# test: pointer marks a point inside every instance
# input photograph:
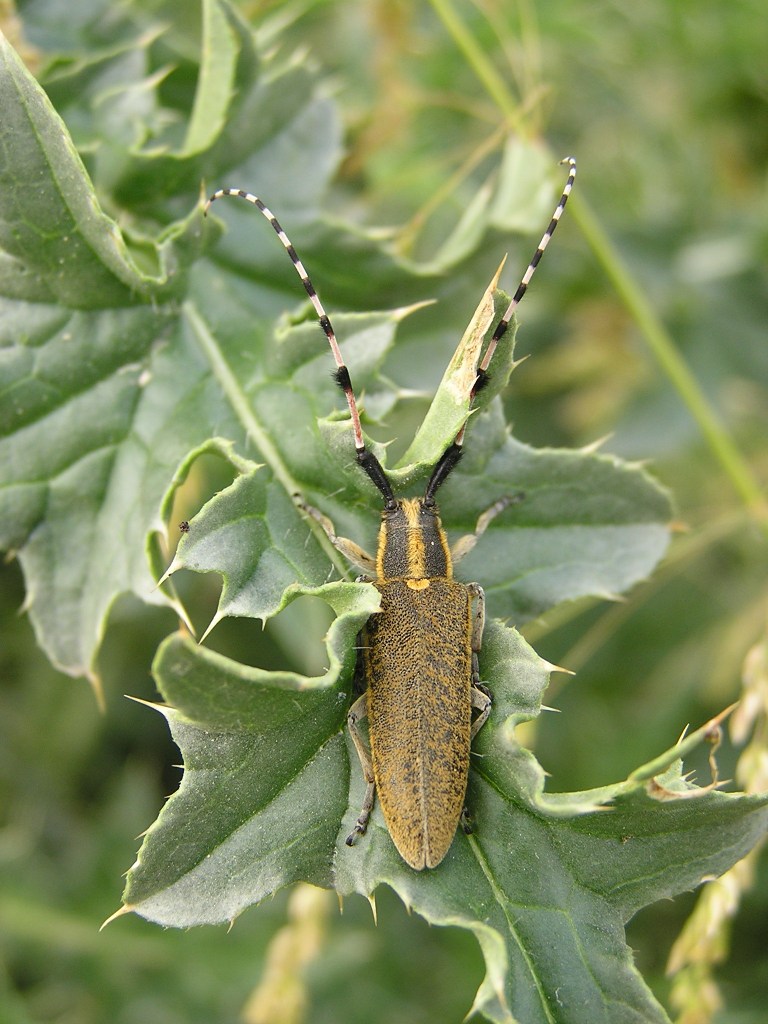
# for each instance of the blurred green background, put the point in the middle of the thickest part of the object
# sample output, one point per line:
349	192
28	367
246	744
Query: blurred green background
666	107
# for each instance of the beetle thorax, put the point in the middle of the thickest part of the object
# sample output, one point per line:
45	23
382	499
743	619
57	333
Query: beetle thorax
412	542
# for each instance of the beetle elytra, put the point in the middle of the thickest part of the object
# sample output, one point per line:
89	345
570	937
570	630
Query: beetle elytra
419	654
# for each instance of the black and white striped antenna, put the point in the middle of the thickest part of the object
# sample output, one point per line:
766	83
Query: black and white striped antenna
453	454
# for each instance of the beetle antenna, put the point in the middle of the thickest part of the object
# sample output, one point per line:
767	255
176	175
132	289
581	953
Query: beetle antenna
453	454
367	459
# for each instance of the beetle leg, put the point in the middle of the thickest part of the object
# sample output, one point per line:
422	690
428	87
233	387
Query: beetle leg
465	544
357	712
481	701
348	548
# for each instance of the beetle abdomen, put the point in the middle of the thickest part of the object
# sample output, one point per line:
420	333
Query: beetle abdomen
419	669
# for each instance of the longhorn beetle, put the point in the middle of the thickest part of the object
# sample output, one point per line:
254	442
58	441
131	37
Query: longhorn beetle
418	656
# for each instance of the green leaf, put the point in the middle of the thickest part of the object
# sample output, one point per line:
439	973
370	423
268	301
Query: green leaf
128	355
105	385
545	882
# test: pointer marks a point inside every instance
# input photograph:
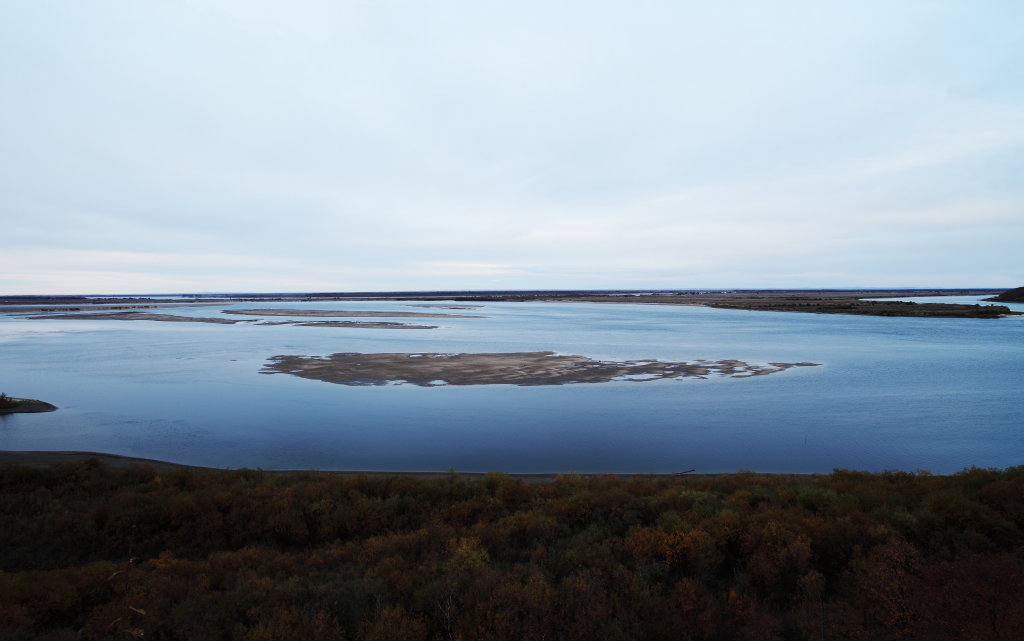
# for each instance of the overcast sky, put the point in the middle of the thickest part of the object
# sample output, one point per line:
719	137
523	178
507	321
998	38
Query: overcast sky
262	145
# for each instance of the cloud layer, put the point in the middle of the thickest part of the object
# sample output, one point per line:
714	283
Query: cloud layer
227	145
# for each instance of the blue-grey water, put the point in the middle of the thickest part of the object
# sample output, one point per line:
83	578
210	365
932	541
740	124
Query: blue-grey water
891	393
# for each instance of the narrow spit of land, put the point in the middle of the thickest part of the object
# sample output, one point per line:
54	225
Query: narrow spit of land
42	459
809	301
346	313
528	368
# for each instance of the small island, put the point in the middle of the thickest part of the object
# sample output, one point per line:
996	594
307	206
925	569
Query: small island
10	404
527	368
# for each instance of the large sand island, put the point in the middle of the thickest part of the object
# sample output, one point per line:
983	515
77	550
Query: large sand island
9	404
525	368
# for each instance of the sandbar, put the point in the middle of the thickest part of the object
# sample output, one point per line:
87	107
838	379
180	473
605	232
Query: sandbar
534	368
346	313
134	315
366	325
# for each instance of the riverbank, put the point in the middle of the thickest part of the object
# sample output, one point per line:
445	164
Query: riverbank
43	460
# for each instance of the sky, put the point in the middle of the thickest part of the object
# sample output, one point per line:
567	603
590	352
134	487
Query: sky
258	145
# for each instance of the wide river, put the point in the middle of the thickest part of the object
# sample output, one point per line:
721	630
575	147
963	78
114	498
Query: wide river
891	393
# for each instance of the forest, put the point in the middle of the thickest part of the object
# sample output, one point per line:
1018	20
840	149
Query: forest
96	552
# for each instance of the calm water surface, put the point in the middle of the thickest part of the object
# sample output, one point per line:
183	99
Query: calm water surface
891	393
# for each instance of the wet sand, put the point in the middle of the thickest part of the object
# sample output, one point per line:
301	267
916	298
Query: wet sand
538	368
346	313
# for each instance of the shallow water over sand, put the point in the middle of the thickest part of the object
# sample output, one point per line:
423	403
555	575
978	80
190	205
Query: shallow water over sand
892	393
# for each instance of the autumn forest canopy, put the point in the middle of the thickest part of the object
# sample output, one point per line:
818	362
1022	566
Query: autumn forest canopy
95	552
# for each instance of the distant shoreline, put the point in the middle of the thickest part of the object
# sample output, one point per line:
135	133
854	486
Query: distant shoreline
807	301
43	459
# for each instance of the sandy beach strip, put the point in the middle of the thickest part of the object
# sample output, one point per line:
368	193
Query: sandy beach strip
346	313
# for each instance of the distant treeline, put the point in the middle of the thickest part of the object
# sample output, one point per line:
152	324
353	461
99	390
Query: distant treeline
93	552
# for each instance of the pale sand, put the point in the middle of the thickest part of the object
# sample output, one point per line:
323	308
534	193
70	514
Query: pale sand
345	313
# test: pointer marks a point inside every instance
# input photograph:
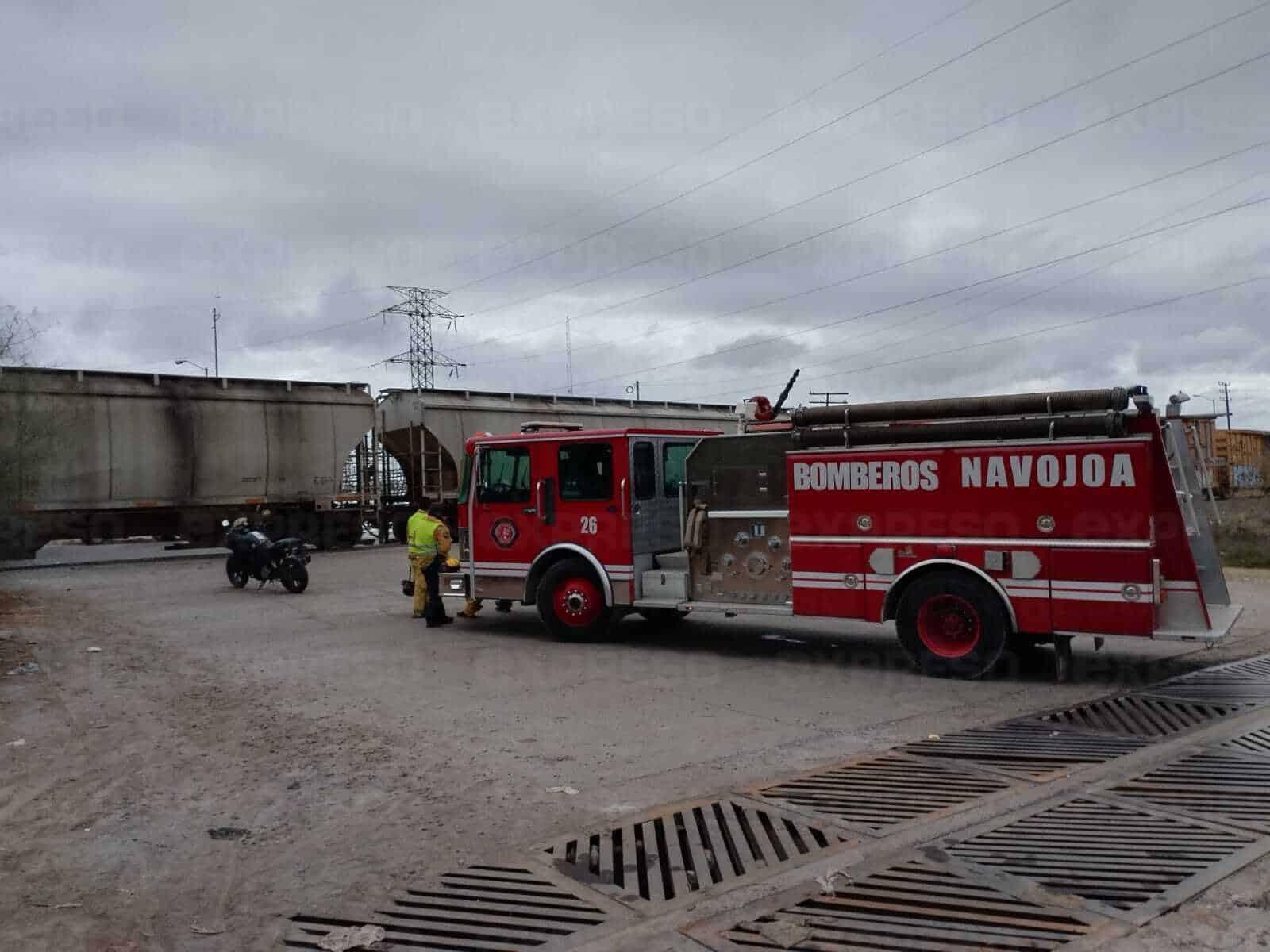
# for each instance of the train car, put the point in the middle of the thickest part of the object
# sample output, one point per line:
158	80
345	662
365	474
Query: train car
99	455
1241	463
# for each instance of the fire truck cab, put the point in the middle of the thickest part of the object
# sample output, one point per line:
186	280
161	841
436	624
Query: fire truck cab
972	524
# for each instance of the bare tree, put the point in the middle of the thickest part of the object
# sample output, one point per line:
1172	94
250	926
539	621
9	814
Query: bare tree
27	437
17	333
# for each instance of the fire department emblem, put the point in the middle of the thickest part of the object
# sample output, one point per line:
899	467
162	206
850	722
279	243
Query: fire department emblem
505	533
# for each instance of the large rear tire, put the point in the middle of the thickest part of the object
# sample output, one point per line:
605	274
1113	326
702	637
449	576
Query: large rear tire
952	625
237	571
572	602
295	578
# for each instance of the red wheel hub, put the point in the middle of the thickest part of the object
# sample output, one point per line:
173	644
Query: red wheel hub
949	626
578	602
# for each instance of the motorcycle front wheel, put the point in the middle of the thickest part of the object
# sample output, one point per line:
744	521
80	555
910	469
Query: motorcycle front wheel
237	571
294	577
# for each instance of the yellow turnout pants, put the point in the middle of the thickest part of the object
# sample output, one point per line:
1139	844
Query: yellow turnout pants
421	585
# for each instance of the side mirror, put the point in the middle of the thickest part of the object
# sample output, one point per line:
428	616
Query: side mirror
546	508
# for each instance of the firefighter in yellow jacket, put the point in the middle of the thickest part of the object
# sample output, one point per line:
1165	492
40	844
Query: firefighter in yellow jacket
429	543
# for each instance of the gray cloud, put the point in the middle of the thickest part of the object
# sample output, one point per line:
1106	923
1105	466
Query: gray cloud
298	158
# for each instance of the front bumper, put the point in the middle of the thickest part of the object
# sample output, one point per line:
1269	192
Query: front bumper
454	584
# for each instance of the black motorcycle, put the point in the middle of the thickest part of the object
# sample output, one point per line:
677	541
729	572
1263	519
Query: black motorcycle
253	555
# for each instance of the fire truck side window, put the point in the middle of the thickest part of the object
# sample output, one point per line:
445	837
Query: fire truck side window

━━━━━━━━━━━━━━━━━━━━━━━━━━━━━━

__TASK DETAILS__
Reproduce all of the lines above word for word, leaving out the pictures.

__WRITTEN ANSWER__
# test: pointer marks a point inside every instance
# input photograph:
# for each instance of the blurred green background, put the point in the middle of the thickest part of the object
# sample output, one point per line:
349	192
28	367
246	744
Query: blurred green background
666	107
# for each instance of the beetle thorax, put the point in the middle of the thickest part of the object
# sample output, one point per line:
45	23
382	499
743	619
57	333
Query: beetle thorax
412	542
# for each instance of the beetle elytra, put the point in the middle of the thickest part of the object
# sample output, one point per line:
89	345
570	937
570	630
Query: beetle elytra
419	654
# for each instance of the black and white striped antenna, put the point in the middle of the thickest part of the object
# sample output, one point per line:
766	83
Query: black and white striped antenna
453	454
# for each instance of the beetle antenna, put the point in the middle of the thickest part of the object
# sample output, one point per line:
767	255
176	175
132	289
581	953
Query: beetle antenna
453	454
367	459
# for each instance of the beetle leg, put the point in the middle of the thickest part of the object
# sample output, one point per line:
422	690
428	87
233	387
Query: beetle leg
465	544
357	712
481	701
348	548
# for each instance of the beetle abdomen, put the point in the middle of the thickest part of the object
# sample output, one point per line:
420	333
Query: beetle abdomen
419	669
# for each instance of the longhorn beetle, put the point in the middle of the thickest part of the object
# sample output, one point per line:
254	442
58	441
131	37
Query: longhorn beetle
418	656
# for each instance of the green leaf, put the point in the middle of the thickest part of the object
# sample output, one point per line:
439	973
370	423
268	301
Query: green leaf
128	355
105	385
545	882
# test: pointer marks a point inside every instance
# input photograph:
# for each instance of the overcast sky, put the point in the middle of the thickest part of the object
# sample output, one point per line:
719	137
523	178
507	321
998	38
Query: overcast sky
262	145
# for each instance of the cloud layer, put the point in the middle of the thickest part of the object
# sample output, one point per line:
714	283
Query: cloud layer
227	145
# for each instance of the blue-grey water, put the point in the middle of the thickest part of the object
# sample output, one point per line:
83	578
210	365
932	541
740	124
Query: blue-grey water
891	393
# for each instance of the narrow spit of land, put the point in the middle of the thickest part of the object
# sample output, one point per line:
54	225
Query: narrow spit of land
42	459
809	301
346	313
528	368
# for each instance of the small island, put the point in the middle of the thickest part of the object
# sample output, one point per line:
996	594
307	206
925	569
Query: small island
10	404
527	368
# for each instance of the large sand island, put the point in the middle of the thickest part of the object
# sample output, one point per line:
983	515
77	550
Query: large sand island
9	404
525	368
# for each instance of the sandbar, put the point in the middle of the thickest part of the object
# sample output, one point per line:
87	107
838	379
180	473
605	232
Query: sandbar
534	368
346	313
134	315
366	325
# for each instance of the riverbank, put the point in the middle of the thickest part of the object
# sample output, one point per line:
445	164
Query: riverbank
43	460
# for each instance of the sky, put the point in the middle of the thickest part of the object
# sample output, one point per line:
567	603
590	352
134	487
Query: sky
258	145
# for each instance of the wide river, put the point in the middle of the thickest part of the object
# sample output, one point per line:
721	630
575	147
963	78
114	498
Query: wide river
891	393
# for each instance of the forest, put the point in the middle of the thickest part of the object
# sample output, one point per line:
1018	20
840	149
Query: forest
96	552
# for each instance of the calm water surface, put the point in the middle of the thickest part of the object
# sample output, one point per line:
183	99
Query: calm water surface
891	393
# for each instance of the wet sand, put the point in the middle of the thickest part of the object
# sample output, one point per line:
301	267
916	298
Query: wet sand
538	368
346	313
# for each instance of the shallow water over sand, put the point in the middle of the thickest part of the object
# sample output, one point per line:
423	403
555	575
978	80
190	205
Query: shallow water over sand
892	393
# for each instance of the autumn forest canopy, put the point in the middle of the thickest part of the object
# sample output, one point per line:
818	362
1022	566
Query: autumn forest canopy
95	552
# for each instance of the distant shoreline, put the point in the middle of the thickest part of the object
# sample output, one point per line:
135	133
854	486
Query: distant shoreline
807	301
43	459
# for each instance of the sandy beach strip, put the point in the middle of the thickest part of the object
# sample output, one point per line:
368	193
Query: sandy beach strip
346	313
# for each instance of the distant treeline, put the point in the middle of the thickest part of the object
# sample output, one point per line:
152	324
353	461
99	390
Query: distant treeline
93	552
# for each instance of the pale sand, put the point in the middle of the thickest part of the object
# sample output, one point per line:
323	308
534	193
70	514
Query: pale sand
345	313
# test: pointer marks a point inside every instance
# input photograph:
# for each instance of the train car, put the point in the middle of the thickest part of the object
# sample output, one point per line:
158	80
345	662
365	474
Query: train car
99	455
1241	463
# for each instance of the fire truck cab, put the point in the middle of the thickest part of the object
# sample output, one point per line:
186	280
161	841
436	624
Query: fire truck cab
972	524
# for each instance of the bare tree, put the point in the middle of the thickest part of the object
# sample output, one point per line:
1172	94
250	926
539	621
9	814
Query: bare tree
27	437
17	333
# for each instance of the fire department emblem, put the point in the middle of the thickest part of the object
# sample output, one point per line:
899	467
162	206
850	722
279	243
Query: fire department emblem
505	533
# for each instance of the large rear tire, put the point in the middle of the thickest part of the object
# sample output, one point per line:
605	274
1113	326
702	637
449	576
Query: large rear tire
952	625
237	571
572	602
295	578
# for each instance of the red wheel hub, put the point in the middle of the thickest part of the object
# sample output, one point per line:
173	644
Query: red wheel hub
949	626
578	602
# for each instance of the motorcycle front wheel, put the point in the middle of the thickest part of the object
# sample output, one point per line:
744	521
80	555
910	469
Query: motorcycle front wheel
237	571
294	577
# for each instance of the yellow turnout pants, put the point in the middle of the thickest part of the object
# sample output, one point per line:
1139	844
Query: yellow turnout pants
421	585
# for each instance of the side mirror, put the point in the middle of the thickest part of the object
# sample output, one point per line:
428	616
Query: side mirror
546	508
# for each instance of the firefighter in yellow jacket, put the point in the middle of the thickest part of the object
# sample output, one point per line:
1165	492
40	844
Query: firefighter in yellow jacket
429	543
# for each instance of the gray cloud, put the point in the middle of the thickest part of the object
# sample output, one point per line:
1106	923
1105	466
Query: gray cloud
298	158
# for each instance of the front bumper, put the point in the middle of the thickest part of the object
# sample output, one point per line:
1269	192
Query: front bumper
454	584
# for each instance of the black motorcycle, put the point in the middle of the thickest part of the object
# sample output, one point per line:
677	541
729	572
1263	519
Query: black motorcycle
253	555
# for each instance of the fire truck side window, put the point in the middle of the thickest part of the object
# sample output, one point per line:
445	837
Query: fire truck side window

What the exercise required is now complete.